» The exercise: Collect every line of the material below that contains the string "ornate" and copy each one in full. Only matches with the same capitalization count.

» Excerpted data:
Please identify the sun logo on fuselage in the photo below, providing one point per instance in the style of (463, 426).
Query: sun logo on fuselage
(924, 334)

==

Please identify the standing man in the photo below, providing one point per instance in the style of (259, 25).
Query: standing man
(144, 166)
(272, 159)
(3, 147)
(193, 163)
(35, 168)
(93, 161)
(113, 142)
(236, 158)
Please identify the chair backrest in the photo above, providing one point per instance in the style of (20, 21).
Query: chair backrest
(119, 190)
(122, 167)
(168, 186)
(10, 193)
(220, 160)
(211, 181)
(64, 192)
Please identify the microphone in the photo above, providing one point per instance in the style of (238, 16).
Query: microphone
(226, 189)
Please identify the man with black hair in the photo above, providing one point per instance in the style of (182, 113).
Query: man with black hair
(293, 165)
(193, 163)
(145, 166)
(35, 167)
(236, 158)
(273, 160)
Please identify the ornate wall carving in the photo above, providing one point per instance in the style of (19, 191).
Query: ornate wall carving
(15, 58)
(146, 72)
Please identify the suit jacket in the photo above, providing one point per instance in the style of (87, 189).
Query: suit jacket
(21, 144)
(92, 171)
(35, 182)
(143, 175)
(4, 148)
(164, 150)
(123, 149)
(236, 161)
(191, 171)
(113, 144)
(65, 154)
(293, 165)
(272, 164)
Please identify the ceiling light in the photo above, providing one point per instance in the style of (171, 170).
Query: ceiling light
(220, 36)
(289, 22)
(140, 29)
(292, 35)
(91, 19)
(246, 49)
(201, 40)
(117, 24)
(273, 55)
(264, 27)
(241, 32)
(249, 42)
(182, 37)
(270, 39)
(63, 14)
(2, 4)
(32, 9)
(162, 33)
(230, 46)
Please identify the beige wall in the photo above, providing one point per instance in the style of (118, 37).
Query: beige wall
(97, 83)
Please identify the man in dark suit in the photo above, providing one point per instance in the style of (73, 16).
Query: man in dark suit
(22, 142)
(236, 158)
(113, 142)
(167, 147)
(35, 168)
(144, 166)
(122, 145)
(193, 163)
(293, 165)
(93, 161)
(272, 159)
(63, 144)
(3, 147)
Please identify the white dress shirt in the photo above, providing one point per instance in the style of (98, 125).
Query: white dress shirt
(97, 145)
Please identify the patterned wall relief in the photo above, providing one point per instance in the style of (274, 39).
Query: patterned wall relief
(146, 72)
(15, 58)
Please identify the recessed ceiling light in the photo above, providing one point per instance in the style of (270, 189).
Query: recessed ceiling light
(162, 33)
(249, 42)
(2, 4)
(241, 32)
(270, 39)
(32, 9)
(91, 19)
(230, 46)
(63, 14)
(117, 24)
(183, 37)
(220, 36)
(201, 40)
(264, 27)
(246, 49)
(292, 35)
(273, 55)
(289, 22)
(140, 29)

==

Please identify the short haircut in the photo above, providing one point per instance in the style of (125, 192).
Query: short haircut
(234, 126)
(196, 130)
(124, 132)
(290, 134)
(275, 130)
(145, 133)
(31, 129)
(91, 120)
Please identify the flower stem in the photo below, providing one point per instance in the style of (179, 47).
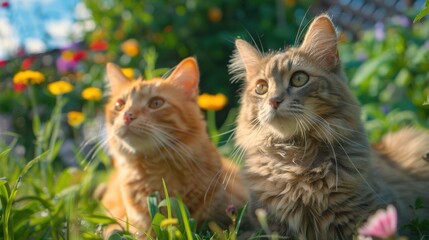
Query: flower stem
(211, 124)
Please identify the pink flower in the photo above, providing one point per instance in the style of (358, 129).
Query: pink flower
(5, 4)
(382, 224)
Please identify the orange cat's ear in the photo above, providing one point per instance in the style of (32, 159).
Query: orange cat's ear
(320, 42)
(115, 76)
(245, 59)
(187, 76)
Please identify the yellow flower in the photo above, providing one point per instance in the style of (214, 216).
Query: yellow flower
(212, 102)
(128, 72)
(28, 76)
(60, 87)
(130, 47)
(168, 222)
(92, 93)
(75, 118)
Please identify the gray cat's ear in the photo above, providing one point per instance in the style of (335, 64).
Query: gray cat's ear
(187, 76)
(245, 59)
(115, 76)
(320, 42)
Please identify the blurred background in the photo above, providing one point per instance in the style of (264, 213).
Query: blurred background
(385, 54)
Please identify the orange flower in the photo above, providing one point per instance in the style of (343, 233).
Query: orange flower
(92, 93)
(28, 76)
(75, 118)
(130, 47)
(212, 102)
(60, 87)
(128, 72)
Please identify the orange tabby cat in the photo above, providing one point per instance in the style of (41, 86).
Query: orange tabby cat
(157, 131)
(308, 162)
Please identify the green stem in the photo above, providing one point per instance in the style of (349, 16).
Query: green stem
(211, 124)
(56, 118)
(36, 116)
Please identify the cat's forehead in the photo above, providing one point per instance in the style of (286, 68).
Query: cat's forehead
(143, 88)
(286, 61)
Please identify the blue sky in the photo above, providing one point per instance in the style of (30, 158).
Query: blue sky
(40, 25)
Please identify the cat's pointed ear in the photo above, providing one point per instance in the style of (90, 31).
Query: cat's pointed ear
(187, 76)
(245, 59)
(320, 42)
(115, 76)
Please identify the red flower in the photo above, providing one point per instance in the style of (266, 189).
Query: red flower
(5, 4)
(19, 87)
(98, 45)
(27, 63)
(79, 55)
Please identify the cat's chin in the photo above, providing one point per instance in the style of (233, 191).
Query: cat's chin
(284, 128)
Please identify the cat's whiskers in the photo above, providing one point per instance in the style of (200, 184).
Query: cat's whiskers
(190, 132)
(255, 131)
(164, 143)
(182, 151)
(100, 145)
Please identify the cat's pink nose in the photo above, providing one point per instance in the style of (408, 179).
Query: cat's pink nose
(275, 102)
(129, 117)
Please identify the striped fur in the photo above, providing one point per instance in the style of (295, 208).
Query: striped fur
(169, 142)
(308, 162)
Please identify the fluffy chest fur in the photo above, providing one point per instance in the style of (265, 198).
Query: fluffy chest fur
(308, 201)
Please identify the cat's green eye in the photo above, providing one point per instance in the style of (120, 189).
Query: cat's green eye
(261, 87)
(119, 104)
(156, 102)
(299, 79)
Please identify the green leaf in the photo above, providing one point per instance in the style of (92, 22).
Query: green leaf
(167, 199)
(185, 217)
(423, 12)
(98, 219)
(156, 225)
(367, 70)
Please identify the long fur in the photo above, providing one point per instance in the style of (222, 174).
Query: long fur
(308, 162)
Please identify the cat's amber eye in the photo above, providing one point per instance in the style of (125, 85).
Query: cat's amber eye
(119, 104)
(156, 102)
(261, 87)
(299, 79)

» Result of this exercise:
Please identify the ornate wall carving in the photo above, providing one point per instance in the style of (19, 191).
Query: ornate wall carving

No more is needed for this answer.